> [Reading text]
In part three of our four-part series on Navigating Uncertainty and Emerging effectively, Alicia Roach, Chris Hare, and Ian Bailie discuss how strategic workforce planning delivers on the strategic priorities of an organization.
We took a quick poll of attendees and found that while organizations are focused across a broad spectrum of strategic priorities, the two that are currently receiving the most focus in today's economic climate are customer experience and retention and operational efficiency -- two areas where SWP play a key role in enabling an organization's success. In this article we'll cover the following topics:
Strategic Priorities for Organizations
The Role of HR in SWP
Balance with SWP
SWP: The Intersection of Business Strategy, Finance, and HR
The ROI of SWP
This transcript has been lightly edited for clarity.
Ian Bailie: I think something that that's come up constantly as we've been talking about strategic workforce planning has been that link back to strategy, right? The strategy component as the starting point is so important. So, let's have a look at the results here, as expected, I guess. Like quite a quite an interesting spread. A lot of these coming up as key priorities, that customer retention and experience and operational efficiency are the ones that are coming out high, which is interesting, particularly what we're talking about with that focus on efficiency earlier. So, I guess what I want to talk about a little bit with these strategic priorities is that all of these are areas where workforce planning can help.
While the P, the plan, often has a lot to do with determining the HR agenda and the people plan, there's other things that span out of that. But at its core, HR is a clear stakeholder.
The question is...are they the driver? For certain businesses, they aren't. But I think ultimately HR is the custodian of people, and ultimately they are the ones where it makes the most sense for them to be sponsoring this work.

[Excerpts from segmentation records]
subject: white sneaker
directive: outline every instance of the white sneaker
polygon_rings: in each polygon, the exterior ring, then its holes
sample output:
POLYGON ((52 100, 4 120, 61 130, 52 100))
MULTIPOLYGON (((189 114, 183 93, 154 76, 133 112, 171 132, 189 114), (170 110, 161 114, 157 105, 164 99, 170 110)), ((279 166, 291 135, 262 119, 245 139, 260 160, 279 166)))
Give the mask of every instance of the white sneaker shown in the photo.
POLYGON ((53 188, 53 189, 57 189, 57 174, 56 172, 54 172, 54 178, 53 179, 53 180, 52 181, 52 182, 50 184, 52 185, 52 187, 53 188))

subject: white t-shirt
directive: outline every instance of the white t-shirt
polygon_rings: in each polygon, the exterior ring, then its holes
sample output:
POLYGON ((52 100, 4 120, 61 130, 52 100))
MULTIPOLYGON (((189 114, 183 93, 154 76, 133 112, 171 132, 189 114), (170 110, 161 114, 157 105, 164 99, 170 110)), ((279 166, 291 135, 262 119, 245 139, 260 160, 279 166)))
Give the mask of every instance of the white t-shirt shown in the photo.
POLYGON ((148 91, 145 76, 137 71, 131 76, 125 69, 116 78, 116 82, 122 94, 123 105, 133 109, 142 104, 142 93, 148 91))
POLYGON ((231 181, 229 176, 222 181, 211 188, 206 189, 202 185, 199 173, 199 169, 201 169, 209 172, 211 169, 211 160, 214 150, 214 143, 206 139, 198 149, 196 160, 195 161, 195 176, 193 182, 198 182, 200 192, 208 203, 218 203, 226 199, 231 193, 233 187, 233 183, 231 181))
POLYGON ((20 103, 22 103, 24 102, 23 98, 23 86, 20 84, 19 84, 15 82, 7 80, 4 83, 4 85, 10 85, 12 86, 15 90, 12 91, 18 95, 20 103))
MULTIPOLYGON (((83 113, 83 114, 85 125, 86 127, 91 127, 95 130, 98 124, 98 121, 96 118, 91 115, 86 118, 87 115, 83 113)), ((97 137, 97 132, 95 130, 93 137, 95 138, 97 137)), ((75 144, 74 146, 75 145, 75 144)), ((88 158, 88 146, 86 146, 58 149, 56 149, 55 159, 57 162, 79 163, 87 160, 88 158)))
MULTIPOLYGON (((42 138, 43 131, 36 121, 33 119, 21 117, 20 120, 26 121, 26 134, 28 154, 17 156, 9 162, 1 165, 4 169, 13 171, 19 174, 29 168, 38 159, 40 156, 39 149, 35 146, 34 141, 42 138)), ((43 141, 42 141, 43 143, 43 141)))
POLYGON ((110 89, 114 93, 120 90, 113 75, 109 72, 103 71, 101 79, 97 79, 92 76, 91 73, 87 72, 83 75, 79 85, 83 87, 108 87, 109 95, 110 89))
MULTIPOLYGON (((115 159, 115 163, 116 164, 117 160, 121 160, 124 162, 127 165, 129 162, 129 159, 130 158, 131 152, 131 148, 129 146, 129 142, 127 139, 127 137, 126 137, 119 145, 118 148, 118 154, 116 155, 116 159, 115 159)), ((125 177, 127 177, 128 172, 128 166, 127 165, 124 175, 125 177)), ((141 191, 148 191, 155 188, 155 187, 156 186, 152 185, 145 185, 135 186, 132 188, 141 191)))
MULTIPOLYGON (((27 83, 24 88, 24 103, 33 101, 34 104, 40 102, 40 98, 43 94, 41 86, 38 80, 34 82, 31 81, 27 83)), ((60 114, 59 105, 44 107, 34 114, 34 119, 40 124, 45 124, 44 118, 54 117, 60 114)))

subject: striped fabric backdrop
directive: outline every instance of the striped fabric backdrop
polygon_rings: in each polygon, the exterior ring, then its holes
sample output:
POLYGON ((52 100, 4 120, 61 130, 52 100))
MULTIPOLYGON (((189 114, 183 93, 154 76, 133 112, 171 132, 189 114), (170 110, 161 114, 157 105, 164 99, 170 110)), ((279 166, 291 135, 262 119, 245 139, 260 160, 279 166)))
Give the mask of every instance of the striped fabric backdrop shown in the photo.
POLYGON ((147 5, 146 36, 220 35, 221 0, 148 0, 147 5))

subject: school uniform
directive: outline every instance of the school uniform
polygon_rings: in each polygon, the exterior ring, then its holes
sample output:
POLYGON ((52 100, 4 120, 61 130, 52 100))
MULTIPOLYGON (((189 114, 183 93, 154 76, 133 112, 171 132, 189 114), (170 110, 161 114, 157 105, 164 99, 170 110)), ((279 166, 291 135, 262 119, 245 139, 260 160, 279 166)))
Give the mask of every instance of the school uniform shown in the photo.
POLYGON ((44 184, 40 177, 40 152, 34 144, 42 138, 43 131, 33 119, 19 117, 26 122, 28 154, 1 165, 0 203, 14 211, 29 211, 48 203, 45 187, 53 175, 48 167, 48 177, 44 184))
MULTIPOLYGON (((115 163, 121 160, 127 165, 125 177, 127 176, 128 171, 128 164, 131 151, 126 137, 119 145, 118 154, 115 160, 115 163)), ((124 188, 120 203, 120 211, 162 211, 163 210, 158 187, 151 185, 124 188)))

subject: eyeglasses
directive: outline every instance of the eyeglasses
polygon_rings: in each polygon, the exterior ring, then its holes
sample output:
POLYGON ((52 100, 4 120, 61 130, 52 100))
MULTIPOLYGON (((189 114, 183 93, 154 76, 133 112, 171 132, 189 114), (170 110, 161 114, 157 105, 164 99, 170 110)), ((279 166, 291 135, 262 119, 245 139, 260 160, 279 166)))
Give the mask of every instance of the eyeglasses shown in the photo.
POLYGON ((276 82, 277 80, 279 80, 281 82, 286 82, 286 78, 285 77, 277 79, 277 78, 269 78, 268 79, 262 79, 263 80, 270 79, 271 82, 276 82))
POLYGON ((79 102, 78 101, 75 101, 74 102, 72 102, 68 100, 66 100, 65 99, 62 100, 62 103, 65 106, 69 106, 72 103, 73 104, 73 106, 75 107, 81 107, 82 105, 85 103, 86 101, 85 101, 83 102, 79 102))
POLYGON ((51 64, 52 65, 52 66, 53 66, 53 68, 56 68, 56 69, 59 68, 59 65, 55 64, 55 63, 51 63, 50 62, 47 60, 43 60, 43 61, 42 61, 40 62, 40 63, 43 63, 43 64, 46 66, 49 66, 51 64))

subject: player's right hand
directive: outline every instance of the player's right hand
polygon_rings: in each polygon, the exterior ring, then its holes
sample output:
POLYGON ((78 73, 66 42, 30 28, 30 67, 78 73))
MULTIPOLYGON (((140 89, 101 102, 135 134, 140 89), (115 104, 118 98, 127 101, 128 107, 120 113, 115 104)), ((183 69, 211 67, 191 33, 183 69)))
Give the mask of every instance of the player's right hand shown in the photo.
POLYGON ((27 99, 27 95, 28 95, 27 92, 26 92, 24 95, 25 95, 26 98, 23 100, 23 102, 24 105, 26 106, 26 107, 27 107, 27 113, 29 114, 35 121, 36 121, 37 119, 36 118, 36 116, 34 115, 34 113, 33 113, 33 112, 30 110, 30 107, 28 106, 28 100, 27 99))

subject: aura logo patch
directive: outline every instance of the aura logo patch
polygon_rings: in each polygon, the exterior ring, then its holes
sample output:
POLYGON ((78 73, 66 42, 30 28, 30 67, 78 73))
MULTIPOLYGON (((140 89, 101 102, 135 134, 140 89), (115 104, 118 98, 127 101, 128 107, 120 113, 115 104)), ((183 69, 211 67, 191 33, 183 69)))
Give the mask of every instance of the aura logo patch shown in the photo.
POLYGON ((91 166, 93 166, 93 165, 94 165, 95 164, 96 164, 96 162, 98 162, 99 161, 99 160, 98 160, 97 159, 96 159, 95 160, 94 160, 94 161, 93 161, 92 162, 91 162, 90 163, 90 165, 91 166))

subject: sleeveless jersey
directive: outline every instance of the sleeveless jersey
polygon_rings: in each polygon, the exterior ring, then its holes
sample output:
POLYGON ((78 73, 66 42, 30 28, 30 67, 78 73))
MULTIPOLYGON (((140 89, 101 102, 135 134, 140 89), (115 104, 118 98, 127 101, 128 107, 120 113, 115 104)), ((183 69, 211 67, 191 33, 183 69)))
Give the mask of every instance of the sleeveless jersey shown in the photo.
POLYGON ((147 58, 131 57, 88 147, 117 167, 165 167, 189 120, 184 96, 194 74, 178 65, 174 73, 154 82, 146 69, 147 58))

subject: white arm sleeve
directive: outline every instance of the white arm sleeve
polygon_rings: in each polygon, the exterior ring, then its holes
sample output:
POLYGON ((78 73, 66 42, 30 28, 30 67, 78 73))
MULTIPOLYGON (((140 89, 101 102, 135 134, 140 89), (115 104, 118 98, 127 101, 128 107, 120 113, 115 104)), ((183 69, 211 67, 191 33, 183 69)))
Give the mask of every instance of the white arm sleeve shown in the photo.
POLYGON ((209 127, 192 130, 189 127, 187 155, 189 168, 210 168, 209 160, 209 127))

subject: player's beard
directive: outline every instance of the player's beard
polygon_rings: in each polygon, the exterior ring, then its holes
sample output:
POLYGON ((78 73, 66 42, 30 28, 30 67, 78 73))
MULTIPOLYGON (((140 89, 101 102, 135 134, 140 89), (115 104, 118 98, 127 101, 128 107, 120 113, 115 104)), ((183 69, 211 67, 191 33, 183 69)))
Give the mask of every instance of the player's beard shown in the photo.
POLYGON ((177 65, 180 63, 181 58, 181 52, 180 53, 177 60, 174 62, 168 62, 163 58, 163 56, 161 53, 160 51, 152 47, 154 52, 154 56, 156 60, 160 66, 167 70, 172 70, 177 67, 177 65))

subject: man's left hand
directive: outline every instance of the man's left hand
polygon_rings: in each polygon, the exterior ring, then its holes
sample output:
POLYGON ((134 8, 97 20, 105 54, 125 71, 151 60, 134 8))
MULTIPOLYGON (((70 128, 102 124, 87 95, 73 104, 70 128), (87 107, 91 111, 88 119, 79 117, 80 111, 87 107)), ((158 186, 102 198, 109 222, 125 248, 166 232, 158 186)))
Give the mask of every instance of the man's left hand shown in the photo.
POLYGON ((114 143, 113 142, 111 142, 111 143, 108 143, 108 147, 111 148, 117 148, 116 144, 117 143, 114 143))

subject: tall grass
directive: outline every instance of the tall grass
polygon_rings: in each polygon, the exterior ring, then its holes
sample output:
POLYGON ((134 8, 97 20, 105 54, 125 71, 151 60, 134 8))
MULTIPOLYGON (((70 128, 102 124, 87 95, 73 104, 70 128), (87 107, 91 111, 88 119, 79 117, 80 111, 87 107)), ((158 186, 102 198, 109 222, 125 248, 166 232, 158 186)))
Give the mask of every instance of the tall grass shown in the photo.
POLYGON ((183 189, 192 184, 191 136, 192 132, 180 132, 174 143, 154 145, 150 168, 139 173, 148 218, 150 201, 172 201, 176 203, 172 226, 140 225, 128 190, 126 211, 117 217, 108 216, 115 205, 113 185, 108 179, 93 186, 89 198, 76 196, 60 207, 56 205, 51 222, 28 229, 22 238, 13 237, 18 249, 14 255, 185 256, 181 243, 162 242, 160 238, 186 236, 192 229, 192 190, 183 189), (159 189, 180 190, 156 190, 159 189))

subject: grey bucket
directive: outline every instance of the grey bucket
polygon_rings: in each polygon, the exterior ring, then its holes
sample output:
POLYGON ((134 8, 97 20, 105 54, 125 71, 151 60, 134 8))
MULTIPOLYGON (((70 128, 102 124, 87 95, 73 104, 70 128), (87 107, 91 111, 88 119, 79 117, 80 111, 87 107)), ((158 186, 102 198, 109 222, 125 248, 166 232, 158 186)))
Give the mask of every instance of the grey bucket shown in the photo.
...
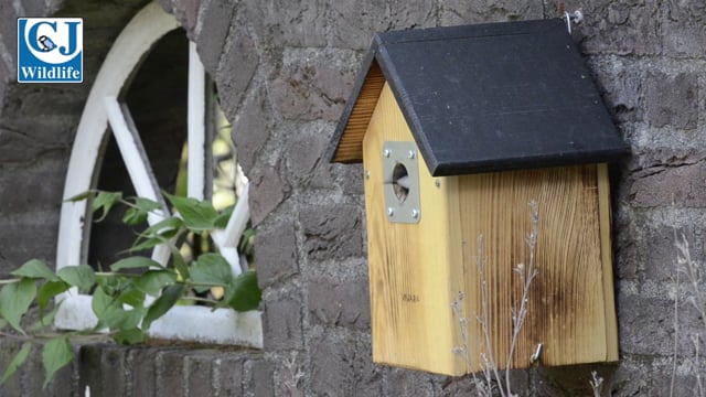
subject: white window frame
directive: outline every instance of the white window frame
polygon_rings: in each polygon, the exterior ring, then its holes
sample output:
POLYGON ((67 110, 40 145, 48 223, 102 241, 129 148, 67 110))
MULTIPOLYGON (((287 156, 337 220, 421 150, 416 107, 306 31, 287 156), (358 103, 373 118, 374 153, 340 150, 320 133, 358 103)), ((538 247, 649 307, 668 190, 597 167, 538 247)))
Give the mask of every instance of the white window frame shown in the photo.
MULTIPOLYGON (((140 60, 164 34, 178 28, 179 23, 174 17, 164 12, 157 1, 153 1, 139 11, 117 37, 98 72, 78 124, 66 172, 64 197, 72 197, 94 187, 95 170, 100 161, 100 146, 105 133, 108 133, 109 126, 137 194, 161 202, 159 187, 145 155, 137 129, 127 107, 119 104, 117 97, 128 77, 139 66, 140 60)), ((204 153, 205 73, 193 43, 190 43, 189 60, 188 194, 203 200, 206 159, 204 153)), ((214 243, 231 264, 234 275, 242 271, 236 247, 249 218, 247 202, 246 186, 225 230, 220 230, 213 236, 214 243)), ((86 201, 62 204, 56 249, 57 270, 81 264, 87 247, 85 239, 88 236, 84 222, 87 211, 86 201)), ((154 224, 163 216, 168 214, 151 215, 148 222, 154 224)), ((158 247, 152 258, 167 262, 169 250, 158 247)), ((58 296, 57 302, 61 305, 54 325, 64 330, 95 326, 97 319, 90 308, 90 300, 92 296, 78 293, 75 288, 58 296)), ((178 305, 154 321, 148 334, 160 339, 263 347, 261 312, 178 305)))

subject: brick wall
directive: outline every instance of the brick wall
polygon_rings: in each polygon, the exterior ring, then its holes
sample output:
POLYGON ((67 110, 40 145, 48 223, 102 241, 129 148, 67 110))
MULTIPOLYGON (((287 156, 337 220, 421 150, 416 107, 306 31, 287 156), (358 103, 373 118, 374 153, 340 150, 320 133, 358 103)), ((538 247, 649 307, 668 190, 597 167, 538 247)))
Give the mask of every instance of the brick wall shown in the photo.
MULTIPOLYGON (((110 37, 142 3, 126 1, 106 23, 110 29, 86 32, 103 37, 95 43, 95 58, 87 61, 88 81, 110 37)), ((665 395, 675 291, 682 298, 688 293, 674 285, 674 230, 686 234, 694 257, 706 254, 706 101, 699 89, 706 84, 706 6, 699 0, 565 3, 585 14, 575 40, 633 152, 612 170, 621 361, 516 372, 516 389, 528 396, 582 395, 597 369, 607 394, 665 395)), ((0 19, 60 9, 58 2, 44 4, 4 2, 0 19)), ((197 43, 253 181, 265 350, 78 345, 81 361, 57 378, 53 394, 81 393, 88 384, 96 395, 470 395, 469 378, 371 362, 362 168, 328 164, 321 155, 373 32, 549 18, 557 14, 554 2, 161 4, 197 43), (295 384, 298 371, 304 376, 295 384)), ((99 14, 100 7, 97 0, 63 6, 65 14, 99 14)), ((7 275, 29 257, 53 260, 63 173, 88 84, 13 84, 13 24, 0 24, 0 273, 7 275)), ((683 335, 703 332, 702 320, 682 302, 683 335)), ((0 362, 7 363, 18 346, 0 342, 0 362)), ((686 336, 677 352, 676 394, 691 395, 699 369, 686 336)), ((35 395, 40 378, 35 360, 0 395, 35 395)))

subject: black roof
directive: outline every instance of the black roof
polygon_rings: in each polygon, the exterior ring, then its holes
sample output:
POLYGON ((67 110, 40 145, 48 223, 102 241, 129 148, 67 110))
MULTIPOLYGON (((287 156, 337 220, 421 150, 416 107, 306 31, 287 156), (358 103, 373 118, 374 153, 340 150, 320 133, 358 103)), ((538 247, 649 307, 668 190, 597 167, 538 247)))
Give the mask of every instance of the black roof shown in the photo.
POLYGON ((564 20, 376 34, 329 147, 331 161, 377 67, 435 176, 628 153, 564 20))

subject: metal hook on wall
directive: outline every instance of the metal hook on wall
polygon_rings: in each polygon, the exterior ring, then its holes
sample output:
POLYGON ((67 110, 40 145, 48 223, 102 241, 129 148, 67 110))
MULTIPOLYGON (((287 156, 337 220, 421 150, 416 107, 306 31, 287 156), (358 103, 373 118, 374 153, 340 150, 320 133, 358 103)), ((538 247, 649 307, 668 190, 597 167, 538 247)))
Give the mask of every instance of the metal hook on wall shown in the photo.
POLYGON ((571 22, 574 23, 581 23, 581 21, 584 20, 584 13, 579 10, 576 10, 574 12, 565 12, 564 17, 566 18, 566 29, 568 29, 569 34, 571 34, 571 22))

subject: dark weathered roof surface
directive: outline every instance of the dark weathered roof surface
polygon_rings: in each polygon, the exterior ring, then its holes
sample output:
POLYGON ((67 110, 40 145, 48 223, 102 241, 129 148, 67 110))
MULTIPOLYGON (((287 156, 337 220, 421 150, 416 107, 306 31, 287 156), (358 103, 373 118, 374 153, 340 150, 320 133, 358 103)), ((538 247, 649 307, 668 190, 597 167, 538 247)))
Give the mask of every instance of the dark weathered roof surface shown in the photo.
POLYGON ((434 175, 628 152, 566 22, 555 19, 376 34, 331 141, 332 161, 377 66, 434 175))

> [Set of tasks]
(A) Output the section of the strategic workforce planning text that begins with the words containing "Ian Bailie: I" and ends with "planning can help.".
(B) List the topics that the strategic workforce planning text says the article will cover.
(C) Continue the transcript on strategic workforce planning from its last sentence.
The entries have no connection to the text on strategic workforce planning.

> [Replies]
(A)
Ian Bailie: I think something that that's come up constantly as we've been talking about strategic workforce planning has been that link back to strategy, right? The strategy component as the starting point is so important. So, let's have a look at the results here, as expected, I guess. Like quite a quite an interesting spread. A lot of these coming up as key priorities, that customer retention and experience and operational efficiency are the ones that are coming out high, which is interesting, particularly what we're talking about with that focus on efficiency earlier. So, I guess what I want to talk about a little bit with these strategic priorities is that all of these are areas where workforce planning can help.

(B)
Strategic Priorities for Organizations
The Role of HR in SWP
Balance with SWP
SWP: The Intersection of Business Strategy, Finance, and HR
The ROI of SWP

(C)
But we have to really shift that conversation. We've been working on shifting the conversation as well, and I think it's going from talking about this shiny ball will strategic workforce planning and really moving into having a conversation about the business problems we're trying to solve. These problems have been around for a long, long time, and there's this mechanism called strategic workforce planning that we're using to solve them. And I think by talking about that mechanism we've all done a big disservice here, and business is not asking HR necessarily to solve its strategy problems. But, in fact, that's what SWP does.
I've seen finance-led workforce planning, and it becomes very cost focused. Oh, is there a human actually attached to those numbers? That can kind of can get lost to the side of it. And certainly, this whole skills piece and employee lifecycle, well, that's just, not even really part of the equation. So, we fundamentally do believe that this is such a great opportunity for HR to have a seat at the table and evolve to a strategic function. This is solving the problems that the business cares about: customer, revenue, cost.
You know this is where it all comes together. It's such a powerful place for HR to play. The HR functions that are stepping up and kind of taking the lead and driving this conversation are starting to see other parties like our finance teams or transformation functions, or even operations, move in and start to do this and answer the questions. And for me, I think that's a real lost opportunity. It is a partnership. But I think this is the future of HR. For me, it really addresses all the things that we're talking about, the skills piece, the future of work, whatever buzz words are coming our way, whatever externalities are coming our way. This is where we really make sense of that and get that context. And, as I said, actionable insight.
Chris Hare: . And to simplify for HR and Strategic Workforce Planning champions who are trying to drive this in in their organizations and get attention. We have to be really clear about the problems we solve, and we have to be really clear on the numbers and the business case for doing this. Organizations work based on the ROI of any initiative that they take. There are three core areas here that you can show numbers for an ROI case:
Optimization of the workforce (the percentage of salary and wages that you get right)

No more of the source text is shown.